ACTIVITY:
The records below must be output exactly, without pictures.

SUPPLIED ENTRIES:
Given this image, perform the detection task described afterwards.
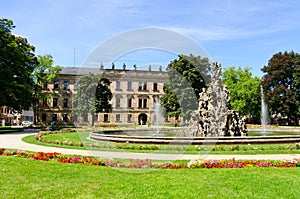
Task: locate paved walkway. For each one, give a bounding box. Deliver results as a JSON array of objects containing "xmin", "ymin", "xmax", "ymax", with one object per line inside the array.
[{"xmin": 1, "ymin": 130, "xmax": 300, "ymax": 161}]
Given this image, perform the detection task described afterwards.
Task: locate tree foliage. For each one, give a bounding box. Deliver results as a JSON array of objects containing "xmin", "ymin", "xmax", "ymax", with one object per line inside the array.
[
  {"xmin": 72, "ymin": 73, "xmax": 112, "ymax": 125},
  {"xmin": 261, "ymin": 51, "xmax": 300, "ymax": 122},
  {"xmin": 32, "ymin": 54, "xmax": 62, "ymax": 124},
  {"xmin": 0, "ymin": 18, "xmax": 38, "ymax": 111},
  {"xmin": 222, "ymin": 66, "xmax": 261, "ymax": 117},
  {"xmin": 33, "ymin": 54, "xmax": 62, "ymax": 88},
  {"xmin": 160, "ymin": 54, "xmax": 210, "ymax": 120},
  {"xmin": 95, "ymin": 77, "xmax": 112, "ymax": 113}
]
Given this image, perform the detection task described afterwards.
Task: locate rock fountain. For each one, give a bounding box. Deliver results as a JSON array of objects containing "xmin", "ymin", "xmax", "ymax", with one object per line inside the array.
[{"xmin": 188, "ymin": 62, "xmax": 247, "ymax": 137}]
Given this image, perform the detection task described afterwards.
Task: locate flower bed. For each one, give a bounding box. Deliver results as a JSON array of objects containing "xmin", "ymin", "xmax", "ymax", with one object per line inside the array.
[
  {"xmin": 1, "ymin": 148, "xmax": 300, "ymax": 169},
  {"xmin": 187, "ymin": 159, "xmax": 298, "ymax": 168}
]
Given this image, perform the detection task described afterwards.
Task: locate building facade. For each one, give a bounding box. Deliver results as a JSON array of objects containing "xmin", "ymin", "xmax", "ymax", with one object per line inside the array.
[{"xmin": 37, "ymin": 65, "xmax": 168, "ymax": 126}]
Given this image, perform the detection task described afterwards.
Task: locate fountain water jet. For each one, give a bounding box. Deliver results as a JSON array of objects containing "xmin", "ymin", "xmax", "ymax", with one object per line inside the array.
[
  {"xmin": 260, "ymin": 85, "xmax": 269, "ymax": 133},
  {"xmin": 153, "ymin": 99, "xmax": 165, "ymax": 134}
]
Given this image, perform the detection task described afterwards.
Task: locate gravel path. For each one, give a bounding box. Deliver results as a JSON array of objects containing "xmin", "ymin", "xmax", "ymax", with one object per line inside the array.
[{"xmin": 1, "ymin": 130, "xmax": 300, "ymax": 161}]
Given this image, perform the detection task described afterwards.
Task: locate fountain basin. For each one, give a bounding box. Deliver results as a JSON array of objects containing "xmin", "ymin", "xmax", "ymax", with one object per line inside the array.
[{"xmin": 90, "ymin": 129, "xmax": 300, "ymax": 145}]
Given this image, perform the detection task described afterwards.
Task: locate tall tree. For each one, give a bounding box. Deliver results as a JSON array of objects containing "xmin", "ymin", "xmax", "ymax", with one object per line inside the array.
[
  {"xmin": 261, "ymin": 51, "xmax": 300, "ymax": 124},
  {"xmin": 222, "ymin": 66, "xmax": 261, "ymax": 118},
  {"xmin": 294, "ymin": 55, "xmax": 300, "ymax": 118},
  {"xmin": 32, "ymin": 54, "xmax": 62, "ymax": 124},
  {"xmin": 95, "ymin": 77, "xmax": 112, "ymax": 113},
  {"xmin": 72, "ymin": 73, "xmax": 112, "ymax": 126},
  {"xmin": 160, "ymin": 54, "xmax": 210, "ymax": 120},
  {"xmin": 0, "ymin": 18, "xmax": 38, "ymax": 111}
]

WRITTEN SOLUTION:
Given this image, perform the detection task described afterwards.
Task: locate paved walkway. For each one, give a bounding box. Deliver results as a JSON array of objects containing "xmin", "ymin", "xmax", "ymax", with one object per line inside the array.
[{"xmin": 1, "ymin": 130, "xmax": 300, "ymax": 161}]
Given this image, perform the detection task described afterwards.
Task: locate tree foliage. For each one, give a bounding box. Deliver results as a JSON array of objects containing "xmin", "ymin", "xmax", "ymax", with one object per line inside the array.
[
  {"xmin": 72, "ymin": 73, "xmax": 112, "ymax": 125},
  {"xmin": 261, "ymin": 51, "xmax": 300, "ymax": 122},
  {"xmin": 32, "ymin": 54, "xmax": 62, "ymax": 124},
  {"xmin": 0, "ymin": 18, "xmax": 38, "ymax": 111},
  {"xmin": 222, "ymin": 66, "xmax": 261, "ymax": 117},
  {"xmin": 33, "ymin": 54, "xmax": 62, "ymax": 88},
  {"xmin": 160, "ymin": 54, "xmax": 210, "ymax": 120},
  {"xmin": 95, "ymin": 77, "xmax": 112, "ymax": 113}
]
Given this image, perform the detection task described afterwards.
Task: locate rock fountain. For each one, give a bounding box. Deliver results as a JSON array of objects containing "xmin", "ymin", "xmax", "ymax", with one object per line inside the array.
[{"xmin": 188, "ymin": 62, "xmax": 247, "ymax": 137}]
Given this image, perform the detection task described afterwards.
Task: locate flower bed. For each one, give a bounding box. Deliver results as a JSON array of objects containing "xmin", "ymin", "xmax", "ymax", with one object per line inside the array.
[
  {"xmin": 1, "ymin": 148, "xmax": 300, "ymax": 169},
  {"xmin": 187, "ymin": 159, "xmax": 298, "ymax": 168}
]
Given this image, perform the detection task described afterwards.
Task: locate building facade. For each one, give a bounding box. Deliver results as a JSON array of objects containing "xmin", "ymin", "xmax", "ymax", with one object per line inside the array.
[{"xmin": 37, "ymin": 65, "xmax": 168, "ymax": 126}]
Given this image, perform the detection task described afterwards.
Task: locate fountain water jet. For each one, give a bounding box. Deliver results as a JSON array of objects containing "xmin", "ymin", "xmax", "ymax", with one object per line inside the array.
[
  {"xmin": 260, "ymin": 85, "xmax": 269, "ymax": 133},
  {"xmin": 153, "ymin": 99, "xmax": 165, "ymax": 134}
]
Given this image, perform the detection task described afterwards.
Task: locate gravel path. For each one, give a bounding box. Deliver results as a JSON array of objects containing "xmin", "ymin", "xmax", "ymax", with one object per line inside the array.
[{"xmin": 1, "ymin": 130, "xmax": 300, "ymax": 161}]
Given this image, perform the detection task described afterwards.
Task: locate fountain basin. For each one, give a bounding box. Deliver results as a JSON array of objects containing "xmin", "ymin", "xmax", "ymax", with one object per line inside the array.
[{"xmin": 90, "ymin": 129, "xmax": 300, "ymax": 145}]
Given this image, perform the detection task described afterwards.
Task: locate tall tree. For each one, give a bounding box. Deliver results as a JSON array of objects containing "xmin", "ymin", "xmax", "ymax", with one object per line inside the array.
[
  {"xmin": 261, "ymin": 51, "xmax": 300, "ymax": 124},
  {"xmin": 222, "ymin": 66, "xmax": 261, "ymax": 118},
  {"xmin": 294, "ymin": 55, "xmax": 300, "ymax": 118},
  {"xmin": 32, "ymin": 54, "xmax": 62, "ymax": 124},
  {"xmin": 95, "ymin": 77, "xmax": 112, "ymax": 113},
  {"xmin": 72, "ymin": 73, "xmax": 112, "ymax": 126},
  {"xmin": 160, "ymin": 54, "xmax": 210, "ymax": 120},
  {"xmin": 0, "ymin": 18, "xmax": 38, "ymax": 111}
]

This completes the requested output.